(Raw records)

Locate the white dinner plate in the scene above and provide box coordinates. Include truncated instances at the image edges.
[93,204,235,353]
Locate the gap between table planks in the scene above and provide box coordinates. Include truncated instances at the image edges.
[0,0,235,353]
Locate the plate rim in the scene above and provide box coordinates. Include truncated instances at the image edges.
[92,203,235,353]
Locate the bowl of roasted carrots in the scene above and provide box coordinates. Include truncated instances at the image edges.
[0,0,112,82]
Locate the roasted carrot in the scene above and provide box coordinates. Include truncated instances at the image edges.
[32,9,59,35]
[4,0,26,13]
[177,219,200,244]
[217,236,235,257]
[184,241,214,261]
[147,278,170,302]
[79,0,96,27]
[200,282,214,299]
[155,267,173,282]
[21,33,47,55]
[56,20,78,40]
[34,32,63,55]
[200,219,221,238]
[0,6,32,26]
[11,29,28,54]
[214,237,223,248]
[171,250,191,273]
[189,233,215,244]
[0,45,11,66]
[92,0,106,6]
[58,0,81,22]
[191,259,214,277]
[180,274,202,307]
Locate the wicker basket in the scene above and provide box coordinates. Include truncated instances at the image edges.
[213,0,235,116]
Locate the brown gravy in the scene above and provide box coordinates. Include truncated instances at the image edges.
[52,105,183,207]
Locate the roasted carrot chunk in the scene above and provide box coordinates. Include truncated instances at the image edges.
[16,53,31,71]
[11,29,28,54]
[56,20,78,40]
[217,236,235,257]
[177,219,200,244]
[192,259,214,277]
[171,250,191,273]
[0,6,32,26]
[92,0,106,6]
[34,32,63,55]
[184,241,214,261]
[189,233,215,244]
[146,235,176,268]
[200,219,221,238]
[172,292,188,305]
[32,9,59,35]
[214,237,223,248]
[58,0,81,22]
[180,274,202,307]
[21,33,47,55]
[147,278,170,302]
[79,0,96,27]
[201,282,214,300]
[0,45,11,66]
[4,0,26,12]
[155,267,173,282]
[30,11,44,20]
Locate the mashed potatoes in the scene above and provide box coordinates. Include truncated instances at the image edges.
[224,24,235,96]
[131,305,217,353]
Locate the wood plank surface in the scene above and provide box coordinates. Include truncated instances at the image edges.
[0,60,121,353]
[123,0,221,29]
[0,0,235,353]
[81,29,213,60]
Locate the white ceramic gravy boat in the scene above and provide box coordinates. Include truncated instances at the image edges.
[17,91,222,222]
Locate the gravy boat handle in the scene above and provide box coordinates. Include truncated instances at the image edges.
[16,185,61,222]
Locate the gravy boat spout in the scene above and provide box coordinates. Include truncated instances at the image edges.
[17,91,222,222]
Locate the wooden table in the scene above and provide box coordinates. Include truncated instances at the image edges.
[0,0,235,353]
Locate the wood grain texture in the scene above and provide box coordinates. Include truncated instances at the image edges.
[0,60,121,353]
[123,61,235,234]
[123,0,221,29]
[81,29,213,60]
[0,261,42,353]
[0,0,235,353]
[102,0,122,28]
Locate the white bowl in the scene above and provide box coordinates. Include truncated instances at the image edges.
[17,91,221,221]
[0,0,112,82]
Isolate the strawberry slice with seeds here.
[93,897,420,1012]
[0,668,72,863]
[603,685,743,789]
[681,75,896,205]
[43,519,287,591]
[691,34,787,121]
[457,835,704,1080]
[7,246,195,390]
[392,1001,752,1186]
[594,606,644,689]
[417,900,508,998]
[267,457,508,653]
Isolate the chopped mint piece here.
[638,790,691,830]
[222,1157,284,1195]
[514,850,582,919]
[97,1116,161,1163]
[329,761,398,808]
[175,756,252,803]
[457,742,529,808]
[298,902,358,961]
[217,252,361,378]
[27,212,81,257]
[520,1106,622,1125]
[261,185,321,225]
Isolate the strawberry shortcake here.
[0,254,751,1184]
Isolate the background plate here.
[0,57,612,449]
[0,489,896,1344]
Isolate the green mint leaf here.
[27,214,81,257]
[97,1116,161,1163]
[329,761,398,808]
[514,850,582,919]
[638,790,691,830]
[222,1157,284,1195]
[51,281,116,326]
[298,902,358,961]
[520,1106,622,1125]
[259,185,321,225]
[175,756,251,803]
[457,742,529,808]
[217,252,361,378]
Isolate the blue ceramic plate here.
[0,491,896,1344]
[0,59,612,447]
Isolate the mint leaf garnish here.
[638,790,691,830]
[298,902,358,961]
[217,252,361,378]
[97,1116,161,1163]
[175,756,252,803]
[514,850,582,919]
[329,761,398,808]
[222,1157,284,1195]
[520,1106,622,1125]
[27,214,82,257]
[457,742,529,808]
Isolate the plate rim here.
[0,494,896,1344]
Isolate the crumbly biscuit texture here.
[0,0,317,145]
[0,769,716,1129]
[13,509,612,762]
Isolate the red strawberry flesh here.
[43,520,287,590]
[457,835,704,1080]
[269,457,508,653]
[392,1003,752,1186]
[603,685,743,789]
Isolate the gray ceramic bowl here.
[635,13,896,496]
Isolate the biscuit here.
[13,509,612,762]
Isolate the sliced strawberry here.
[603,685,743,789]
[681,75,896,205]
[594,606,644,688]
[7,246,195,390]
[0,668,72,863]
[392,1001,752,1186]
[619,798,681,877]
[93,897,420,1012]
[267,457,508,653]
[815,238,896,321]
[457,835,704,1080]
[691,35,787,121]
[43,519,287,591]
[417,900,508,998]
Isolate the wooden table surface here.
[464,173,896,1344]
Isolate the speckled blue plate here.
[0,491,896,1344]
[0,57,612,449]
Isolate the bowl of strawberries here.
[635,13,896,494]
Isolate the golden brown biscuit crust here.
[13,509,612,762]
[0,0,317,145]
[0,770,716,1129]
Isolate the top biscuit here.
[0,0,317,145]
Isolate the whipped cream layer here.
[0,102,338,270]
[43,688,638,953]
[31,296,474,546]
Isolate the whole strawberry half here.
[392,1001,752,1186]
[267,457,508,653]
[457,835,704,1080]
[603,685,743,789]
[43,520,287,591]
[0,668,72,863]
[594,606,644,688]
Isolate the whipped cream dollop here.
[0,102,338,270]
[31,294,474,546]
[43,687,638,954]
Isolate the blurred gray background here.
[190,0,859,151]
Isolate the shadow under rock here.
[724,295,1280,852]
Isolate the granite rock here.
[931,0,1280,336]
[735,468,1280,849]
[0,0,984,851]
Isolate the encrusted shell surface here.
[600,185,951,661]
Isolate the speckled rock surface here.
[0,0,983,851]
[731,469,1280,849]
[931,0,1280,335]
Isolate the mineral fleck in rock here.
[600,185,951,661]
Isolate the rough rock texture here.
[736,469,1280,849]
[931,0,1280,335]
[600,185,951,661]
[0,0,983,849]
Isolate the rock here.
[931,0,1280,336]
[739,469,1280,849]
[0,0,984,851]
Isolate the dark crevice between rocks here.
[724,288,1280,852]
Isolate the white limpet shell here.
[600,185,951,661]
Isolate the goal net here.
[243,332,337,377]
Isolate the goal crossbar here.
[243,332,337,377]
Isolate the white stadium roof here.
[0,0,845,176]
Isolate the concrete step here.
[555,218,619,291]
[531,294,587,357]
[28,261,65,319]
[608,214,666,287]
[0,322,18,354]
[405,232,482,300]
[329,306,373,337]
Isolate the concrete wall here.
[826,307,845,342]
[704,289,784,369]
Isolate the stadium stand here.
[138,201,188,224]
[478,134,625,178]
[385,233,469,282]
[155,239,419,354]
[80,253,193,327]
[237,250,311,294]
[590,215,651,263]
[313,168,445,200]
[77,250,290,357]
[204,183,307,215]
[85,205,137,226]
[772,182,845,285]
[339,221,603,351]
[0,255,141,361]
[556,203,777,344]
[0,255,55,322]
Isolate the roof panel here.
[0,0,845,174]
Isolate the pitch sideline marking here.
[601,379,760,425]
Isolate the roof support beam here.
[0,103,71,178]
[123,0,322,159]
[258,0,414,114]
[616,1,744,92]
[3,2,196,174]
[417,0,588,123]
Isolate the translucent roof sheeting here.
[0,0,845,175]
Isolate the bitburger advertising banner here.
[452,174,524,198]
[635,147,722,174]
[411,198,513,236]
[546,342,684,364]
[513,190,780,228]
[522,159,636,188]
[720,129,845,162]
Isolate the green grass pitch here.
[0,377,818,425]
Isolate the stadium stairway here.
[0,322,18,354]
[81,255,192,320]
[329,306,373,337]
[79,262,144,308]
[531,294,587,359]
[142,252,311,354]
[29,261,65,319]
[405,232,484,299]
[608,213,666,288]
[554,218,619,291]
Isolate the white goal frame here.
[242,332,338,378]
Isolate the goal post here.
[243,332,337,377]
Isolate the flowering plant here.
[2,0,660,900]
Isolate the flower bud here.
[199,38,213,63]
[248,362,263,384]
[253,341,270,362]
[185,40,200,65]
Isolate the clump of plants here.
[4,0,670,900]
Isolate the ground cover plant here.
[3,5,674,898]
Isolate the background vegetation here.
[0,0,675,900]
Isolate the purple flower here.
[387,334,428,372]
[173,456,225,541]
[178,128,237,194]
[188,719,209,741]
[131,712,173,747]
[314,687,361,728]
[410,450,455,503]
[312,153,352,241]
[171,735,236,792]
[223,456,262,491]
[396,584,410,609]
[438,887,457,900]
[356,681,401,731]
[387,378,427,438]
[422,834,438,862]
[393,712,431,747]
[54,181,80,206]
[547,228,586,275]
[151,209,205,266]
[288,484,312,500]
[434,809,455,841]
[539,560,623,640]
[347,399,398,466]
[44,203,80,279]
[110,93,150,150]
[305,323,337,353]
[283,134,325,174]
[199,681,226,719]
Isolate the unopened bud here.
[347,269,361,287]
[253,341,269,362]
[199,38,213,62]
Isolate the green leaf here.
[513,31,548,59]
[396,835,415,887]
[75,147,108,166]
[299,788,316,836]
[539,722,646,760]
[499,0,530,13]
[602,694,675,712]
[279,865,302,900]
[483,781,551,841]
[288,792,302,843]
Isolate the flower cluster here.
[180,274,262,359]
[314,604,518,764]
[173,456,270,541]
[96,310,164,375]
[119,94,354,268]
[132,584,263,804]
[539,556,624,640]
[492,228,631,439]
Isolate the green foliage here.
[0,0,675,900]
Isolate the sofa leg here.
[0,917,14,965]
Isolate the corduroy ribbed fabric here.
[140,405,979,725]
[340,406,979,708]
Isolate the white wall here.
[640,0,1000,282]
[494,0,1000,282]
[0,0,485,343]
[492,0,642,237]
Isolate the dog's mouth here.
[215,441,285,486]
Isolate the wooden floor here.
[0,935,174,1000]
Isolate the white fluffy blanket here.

Work instructions => Copy out the lines exactly as they appear, from the line with "Isolate the granite rock here." to the line with "[704,289,784,369]", including both of those lines.

Task solution =>
Isolate the granite rock here.
[931,0,1280,336]
[735,468,1280,849]
[0,0,984,851]
Isolate the encrusted shell surface here.
[600,185,951,661]
Isolate the speckled rock surface here.
[0,0,983,851]
[731,469,1280,849]
[931,0,1280,335]
Isolate the mineral fleck in rock here.
[600,185,951,661]
Isolate the rough rock texture here.
[736,469,1280,849]
[931,0,1280,335]
[600,185,951,661]
[0,0,983,849]
Isolate the rock here.
[931,0,1280,336]
[739,469,1280,849]
[0,0,984,851]
Isolate the dark crevice between rocks here.
[724,288,1280,852]
Isolate the white limpet shell here.
[600,185,951,661]
Isolate the goal net here.
[243,332,337,377]
Isolate the goal crossbar here.
[243,332,337,377]
Isolate the white stadium roof here.
[0,0,845,176]
Isolate the concrete step here.
[555,218,619,291]
[531,294,587,357]
[28,261,65,319]
[608,214,666,287]
[0,322,18,354]
[405,232,482,300]
[329,306,373,337]
Isolate the concrete wall here.
[826,307,845,342]
[704,289,784,369]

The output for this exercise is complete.